▸ TASK REQUIREMENTS:
Begin with the line containing "can you box the alpine" and copy each line exactly through the last line of the entries, inclusive.
#### SOURCE INFORMATION
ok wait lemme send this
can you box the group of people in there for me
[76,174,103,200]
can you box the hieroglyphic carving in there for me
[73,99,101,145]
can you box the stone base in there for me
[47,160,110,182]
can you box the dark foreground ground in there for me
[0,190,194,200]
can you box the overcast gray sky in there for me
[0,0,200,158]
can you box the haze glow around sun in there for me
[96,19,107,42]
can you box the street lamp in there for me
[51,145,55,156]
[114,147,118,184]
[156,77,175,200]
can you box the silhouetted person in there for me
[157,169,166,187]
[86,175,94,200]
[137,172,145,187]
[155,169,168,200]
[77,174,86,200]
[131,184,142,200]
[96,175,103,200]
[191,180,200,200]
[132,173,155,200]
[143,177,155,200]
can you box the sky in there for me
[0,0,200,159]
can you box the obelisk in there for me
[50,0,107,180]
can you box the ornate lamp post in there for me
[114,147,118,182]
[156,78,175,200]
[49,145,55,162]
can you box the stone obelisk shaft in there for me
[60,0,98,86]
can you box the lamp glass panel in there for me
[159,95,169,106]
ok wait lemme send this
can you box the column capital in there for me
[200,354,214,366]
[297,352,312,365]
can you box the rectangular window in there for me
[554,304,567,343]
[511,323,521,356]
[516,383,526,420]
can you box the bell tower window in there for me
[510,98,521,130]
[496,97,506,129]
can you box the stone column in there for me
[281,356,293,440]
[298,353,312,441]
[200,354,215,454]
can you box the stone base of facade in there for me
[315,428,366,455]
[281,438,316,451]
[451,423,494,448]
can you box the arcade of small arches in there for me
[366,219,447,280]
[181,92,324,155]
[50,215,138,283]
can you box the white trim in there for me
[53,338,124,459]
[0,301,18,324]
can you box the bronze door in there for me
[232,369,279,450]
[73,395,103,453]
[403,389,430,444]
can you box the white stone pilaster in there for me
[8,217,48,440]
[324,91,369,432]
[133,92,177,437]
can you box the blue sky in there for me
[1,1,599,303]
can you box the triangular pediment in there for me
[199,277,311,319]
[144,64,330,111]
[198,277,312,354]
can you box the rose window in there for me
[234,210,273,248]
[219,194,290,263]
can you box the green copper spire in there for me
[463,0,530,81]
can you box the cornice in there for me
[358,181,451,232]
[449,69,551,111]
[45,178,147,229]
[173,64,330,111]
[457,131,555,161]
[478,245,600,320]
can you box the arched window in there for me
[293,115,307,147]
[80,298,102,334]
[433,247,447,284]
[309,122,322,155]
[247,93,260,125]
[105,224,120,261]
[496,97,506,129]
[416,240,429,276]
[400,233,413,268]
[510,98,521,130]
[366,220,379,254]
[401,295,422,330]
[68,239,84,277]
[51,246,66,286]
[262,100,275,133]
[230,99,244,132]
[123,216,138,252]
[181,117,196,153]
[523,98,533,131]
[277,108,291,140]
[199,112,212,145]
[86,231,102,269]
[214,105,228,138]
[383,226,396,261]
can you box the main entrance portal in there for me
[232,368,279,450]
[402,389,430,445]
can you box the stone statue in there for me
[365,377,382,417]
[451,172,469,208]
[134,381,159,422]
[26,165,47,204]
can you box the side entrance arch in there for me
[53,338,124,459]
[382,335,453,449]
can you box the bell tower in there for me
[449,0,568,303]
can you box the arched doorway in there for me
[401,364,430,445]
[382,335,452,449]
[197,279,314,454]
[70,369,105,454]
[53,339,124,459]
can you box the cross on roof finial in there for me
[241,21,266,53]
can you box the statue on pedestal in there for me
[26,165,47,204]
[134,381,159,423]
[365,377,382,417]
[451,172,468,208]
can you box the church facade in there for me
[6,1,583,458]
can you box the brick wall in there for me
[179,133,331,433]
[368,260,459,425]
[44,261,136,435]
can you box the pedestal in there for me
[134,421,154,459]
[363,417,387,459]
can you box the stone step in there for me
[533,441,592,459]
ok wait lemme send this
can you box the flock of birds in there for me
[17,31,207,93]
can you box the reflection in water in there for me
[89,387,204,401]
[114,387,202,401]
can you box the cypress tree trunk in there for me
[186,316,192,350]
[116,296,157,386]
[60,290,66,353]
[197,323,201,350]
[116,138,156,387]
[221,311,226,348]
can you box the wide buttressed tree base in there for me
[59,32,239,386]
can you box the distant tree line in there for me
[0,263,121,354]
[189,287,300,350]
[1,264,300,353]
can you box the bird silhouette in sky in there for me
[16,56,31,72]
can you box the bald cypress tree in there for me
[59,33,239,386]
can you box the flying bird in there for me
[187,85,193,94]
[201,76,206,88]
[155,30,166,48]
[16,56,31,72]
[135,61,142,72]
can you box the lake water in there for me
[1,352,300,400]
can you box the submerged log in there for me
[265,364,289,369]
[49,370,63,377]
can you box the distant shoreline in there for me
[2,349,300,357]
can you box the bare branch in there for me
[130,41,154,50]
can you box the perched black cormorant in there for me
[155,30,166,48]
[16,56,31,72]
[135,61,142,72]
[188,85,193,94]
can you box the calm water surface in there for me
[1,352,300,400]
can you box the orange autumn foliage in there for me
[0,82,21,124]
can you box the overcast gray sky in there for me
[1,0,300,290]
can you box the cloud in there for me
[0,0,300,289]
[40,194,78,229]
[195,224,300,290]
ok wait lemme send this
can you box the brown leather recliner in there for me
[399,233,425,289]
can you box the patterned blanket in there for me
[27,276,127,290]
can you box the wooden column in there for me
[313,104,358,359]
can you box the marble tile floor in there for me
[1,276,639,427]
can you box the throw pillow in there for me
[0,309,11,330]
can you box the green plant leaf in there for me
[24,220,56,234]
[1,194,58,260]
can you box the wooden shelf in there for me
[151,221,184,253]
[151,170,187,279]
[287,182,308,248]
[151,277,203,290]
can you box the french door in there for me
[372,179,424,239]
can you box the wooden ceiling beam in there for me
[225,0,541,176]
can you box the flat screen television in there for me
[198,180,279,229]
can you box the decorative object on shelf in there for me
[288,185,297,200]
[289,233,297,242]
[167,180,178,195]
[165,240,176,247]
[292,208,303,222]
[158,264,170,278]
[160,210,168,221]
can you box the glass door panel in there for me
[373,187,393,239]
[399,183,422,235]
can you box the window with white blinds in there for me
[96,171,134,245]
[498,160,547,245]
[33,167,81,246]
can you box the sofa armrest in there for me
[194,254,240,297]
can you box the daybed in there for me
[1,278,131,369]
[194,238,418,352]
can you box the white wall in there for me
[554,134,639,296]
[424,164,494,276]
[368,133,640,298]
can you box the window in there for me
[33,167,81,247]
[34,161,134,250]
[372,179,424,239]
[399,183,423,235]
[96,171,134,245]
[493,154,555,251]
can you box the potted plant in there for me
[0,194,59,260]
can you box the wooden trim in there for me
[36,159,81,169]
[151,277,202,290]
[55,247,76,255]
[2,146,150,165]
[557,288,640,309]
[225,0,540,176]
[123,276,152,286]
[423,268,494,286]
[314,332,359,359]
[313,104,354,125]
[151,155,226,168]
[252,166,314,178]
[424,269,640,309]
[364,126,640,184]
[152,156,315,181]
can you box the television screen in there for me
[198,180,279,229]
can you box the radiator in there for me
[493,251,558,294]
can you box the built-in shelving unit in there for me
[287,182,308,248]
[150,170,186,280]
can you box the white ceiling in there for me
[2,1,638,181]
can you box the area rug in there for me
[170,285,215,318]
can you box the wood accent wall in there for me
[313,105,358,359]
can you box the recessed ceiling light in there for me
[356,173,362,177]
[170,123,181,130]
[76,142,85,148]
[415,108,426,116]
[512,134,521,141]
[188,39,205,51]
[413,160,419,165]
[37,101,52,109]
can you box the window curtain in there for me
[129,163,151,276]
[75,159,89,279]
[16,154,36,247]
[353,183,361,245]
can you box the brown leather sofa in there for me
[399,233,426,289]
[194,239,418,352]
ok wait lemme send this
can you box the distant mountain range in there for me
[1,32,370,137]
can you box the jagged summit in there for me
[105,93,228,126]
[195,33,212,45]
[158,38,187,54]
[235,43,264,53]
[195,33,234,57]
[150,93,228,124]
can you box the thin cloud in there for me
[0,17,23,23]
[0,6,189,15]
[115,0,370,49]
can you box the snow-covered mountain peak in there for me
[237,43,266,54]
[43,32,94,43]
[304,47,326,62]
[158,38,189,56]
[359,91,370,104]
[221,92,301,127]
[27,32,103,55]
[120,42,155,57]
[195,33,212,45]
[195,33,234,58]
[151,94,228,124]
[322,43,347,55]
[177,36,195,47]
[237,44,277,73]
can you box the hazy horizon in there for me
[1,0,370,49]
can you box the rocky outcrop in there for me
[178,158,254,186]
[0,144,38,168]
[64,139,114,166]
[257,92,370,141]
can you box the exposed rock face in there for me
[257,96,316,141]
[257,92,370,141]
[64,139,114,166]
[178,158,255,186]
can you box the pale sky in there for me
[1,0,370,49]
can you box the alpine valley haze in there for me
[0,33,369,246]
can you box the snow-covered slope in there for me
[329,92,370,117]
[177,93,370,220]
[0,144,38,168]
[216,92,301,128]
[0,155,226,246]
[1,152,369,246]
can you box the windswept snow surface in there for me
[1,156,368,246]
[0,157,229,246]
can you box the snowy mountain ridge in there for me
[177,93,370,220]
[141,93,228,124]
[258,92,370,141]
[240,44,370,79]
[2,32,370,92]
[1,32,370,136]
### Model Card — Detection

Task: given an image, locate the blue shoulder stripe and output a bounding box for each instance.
########
▸ SOLUTION TO THIS TASK:
can you box the alpine valley haze in there for me
[0,33,369,246]
can you box the snow-covered slope in there for me
[329,92,370,117]
[177,93,370,220]
[0,144,38,168]
[216,92,301,128]
[0,155,226,246]
[1,152,369,246]
can you box the windswept snow surface in there for me
[1,156,368,246]
[0,157,229,246]
can you box the snowy mountain ridge in there for me
[177,93,370,220]
[141,93,228,124]
[258,92,370,141]
[240,44,370,79]
[2,32,370,92]
[1,32,370,136]
### Model Card — Detection

Task: given an image, locate the blue shoulder stripe and output a bounding box for each instance.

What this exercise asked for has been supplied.